→ Text segment
=-=-=

When Wen Jiabao visited the small Irish town of Shannon in 2005, it was like a religious pilgrimage for the then Chinese premier and arguably the world’s second most powerful man. He was the latest in a long line of high-level Chinese dignitaries to come and pay their respects to the site on the west coast of Ireland where they believe China’s rise to superpower status really began.
In the buildup to the visit, the Chinese ambassador had told his Irish hosts that they wanted time to allow Wen to pause for reflection on the “plateau” – a spot on Tullyglass Hill that overlooks a grey, windswept, industrial estate. “To us it was just this nondescript place on the top of a hill, but for the Chinese, they wanted to see where it all started,” said Kevin Thompson, president of the Shannon Chamber of Commerce, pausing at the memory of this incongruous spectacle. “This was the leader of China, a country with a population of 1.3 billion!”
Shannon is a tiny town with a population of just 9,673 in the middle of rural County Clare. But it is famous in the history of economic development, widely considered the site of the first modern “special economic zone” (SEZ). The industrial estate that Wen would have gazed upon that day is the Shannon Free Zone — a 2.5 sq km stretch of land that was carved out and given to foreign investors in the late 1950s, an audacious attempt to attract investment in exchange for tax holidays, tariff reductions and other incentives.
Today there are thousands of these zones around the world, the best-known of which are in China where they are credited with helping fuel the country’s dramatic economic boom over the past quarter century. The zones have attracted millions of people from around China looking for work and in the process created hundreds of new cities. Shenzhen, the country’s first SEZ, which opened in 1980, currently harbours 300,000 migrant workers, while Pearl River Delta Economic Zone is home to 42 million people. These areas have been integral to China’s rapid urbanization in recent decades.

=-=-=

→ Recorded information
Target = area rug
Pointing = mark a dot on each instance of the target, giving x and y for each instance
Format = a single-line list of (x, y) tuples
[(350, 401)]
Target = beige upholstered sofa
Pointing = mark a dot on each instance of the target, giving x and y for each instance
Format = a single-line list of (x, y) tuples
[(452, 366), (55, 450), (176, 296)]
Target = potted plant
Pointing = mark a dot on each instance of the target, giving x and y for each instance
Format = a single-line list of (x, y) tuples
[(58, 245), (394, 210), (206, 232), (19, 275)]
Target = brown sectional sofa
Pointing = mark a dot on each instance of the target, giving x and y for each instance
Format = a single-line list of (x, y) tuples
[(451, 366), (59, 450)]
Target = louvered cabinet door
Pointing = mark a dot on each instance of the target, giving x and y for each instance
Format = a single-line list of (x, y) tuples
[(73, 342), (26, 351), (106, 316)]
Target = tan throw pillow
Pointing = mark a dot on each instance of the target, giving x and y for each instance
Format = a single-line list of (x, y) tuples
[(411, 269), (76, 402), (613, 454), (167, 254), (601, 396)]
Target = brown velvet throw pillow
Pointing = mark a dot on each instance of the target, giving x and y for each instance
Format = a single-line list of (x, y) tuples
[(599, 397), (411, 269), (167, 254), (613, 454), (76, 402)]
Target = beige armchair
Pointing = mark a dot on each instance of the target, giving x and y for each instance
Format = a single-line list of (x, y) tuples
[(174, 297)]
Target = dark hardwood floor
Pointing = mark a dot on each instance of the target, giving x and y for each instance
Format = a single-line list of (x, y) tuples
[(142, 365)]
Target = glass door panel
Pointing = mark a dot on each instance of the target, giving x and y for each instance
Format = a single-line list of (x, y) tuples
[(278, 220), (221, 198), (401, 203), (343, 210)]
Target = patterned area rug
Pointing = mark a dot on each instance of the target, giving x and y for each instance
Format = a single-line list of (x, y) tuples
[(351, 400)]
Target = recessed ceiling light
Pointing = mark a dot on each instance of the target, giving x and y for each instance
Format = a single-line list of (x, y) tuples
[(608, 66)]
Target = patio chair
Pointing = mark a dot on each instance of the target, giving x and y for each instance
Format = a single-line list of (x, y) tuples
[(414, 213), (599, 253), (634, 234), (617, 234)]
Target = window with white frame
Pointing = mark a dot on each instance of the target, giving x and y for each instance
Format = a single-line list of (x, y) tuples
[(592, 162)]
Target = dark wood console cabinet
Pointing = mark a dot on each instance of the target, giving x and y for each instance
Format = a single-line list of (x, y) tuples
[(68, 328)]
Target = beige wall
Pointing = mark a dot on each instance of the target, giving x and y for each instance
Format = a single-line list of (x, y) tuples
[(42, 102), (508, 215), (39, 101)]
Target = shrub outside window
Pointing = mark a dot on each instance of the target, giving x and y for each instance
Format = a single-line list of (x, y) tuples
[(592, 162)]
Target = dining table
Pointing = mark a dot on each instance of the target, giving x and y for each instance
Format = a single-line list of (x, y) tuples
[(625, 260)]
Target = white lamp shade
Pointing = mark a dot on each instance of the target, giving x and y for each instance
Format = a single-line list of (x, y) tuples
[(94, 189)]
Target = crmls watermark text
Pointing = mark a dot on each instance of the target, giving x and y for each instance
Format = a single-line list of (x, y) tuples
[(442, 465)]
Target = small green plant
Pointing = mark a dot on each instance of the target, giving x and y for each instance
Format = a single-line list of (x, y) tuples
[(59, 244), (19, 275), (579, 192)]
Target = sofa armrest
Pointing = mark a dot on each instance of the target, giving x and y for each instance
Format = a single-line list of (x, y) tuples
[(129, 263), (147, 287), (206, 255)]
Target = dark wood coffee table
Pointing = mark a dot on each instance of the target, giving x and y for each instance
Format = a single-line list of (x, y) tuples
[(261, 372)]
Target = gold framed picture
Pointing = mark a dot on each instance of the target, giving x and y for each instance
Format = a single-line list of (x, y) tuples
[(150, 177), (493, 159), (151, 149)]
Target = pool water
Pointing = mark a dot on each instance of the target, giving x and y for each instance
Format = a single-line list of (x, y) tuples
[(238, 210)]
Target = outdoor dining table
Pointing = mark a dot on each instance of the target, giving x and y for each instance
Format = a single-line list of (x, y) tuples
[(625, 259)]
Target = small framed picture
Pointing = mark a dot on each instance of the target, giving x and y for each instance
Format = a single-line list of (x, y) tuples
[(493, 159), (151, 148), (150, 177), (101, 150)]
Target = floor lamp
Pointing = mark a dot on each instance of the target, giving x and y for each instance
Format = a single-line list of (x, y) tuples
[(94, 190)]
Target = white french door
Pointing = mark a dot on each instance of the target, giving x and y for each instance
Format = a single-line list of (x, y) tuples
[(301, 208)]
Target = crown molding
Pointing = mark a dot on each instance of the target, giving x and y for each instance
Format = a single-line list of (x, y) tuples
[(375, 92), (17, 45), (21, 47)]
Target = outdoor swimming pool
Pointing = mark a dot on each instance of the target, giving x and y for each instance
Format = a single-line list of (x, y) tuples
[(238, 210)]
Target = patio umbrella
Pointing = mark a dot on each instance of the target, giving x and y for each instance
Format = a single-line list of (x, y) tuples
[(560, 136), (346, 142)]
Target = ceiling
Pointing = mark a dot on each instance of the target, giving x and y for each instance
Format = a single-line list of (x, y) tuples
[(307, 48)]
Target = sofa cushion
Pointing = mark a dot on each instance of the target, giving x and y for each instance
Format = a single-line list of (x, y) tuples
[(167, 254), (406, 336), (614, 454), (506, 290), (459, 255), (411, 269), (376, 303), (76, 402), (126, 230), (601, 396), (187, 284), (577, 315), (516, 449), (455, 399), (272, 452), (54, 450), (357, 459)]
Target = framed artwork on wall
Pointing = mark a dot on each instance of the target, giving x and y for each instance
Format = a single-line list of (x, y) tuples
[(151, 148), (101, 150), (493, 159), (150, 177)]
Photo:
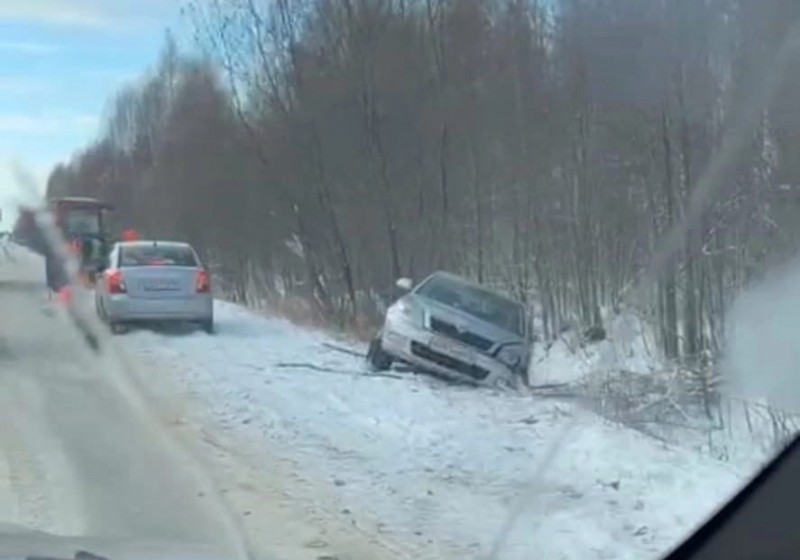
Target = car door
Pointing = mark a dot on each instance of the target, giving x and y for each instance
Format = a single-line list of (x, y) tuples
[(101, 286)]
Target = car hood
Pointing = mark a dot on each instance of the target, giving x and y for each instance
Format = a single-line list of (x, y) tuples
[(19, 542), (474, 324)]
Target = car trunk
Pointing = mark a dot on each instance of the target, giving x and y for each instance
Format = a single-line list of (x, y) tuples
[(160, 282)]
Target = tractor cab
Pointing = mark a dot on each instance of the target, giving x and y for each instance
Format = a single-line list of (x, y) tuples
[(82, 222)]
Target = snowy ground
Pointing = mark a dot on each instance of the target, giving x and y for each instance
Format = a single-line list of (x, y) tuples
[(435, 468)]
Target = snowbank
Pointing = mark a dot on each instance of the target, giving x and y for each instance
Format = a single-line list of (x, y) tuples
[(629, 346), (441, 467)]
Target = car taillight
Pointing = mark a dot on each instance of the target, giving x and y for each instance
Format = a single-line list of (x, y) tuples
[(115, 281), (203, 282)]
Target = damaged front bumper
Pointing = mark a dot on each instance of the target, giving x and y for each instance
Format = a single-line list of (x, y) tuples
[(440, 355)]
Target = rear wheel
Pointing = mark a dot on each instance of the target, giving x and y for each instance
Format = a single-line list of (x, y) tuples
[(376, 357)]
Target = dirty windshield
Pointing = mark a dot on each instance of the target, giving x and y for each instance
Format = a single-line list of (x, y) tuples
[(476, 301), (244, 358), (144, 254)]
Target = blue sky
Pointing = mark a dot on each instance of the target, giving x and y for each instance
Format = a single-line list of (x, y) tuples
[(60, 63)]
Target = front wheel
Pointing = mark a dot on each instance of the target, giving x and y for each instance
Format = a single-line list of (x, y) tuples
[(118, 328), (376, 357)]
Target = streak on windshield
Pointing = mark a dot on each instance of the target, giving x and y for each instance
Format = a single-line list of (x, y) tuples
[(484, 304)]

=-=-=

→ What to do
1. Repeat the part of the passage on Shannon and special economic zones starting with "Today there are" and going on through "in recent decades.", swapping "harbours" for "houses".
2. Summarize the passage on Shannon and special economic zones in two sentences.

→ Replies
1.
Today there are thousands of these zones around the world, the best-known of which are in China where they are credited with helping fuel the country’s dramatic economic boom over the past quarter century. The zones have attracted millions of people from around China looking for work and in the process created hundreds of new cities. Shenzhen, the country’s first SEZ, which opened in 1980, currently houses 300,000 migrant workers, while Pearl River Delta Economic Zone is home to 42 million people. These areas have been integral to China’s rapid urbanization in recent decades.

2. Shannon, a small town in rural County Clare, is widely considered the site of the first modern special economic zone, the Shannon Free Zone, which was set up in the late 1950s to attract foreign investment and was visited by Chinese premier Wen Jiabao in 2005. Today thousands of such zones exist worldwide, and the best known are in China, where they are credited with fueling the economic boom, drawing millions of workers and driving rapid urbanization.